Count the lines below that contain the string "stage". Reply with that number alone.

○ ○ ○ ○ ○ ○ ○

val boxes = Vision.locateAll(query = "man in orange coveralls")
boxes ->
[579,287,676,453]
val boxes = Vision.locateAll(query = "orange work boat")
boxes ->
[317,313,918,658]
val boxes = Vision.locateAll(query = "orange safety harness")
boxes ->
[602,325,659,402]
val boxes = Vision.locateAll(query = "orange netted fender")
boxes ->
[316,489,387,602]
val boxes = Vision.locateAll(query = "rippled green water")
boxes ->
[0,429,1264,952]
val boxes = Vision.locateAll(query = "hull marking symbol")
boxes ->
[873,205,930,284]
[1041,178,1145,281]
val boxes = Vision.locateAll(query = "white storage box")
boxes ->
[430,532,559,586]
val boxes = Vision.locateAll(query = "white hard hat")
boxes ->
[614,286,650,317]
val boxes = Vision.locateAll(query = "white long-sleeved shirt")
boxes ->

○ ○ ○ ○ ○ ○ ○

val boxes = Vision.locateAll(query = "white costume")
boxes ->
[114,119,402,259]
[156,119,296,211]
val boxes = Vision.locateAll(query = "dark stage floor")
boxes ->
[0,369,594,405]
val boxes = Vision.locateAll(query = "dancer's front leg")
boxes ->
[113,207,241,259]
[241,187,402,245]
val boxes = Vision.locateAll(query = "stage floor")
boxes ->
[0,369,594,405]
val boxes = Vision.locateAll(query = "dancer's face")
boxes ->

○ ○ ○ ○ ○ ○ ○

» FINAL RESULT
2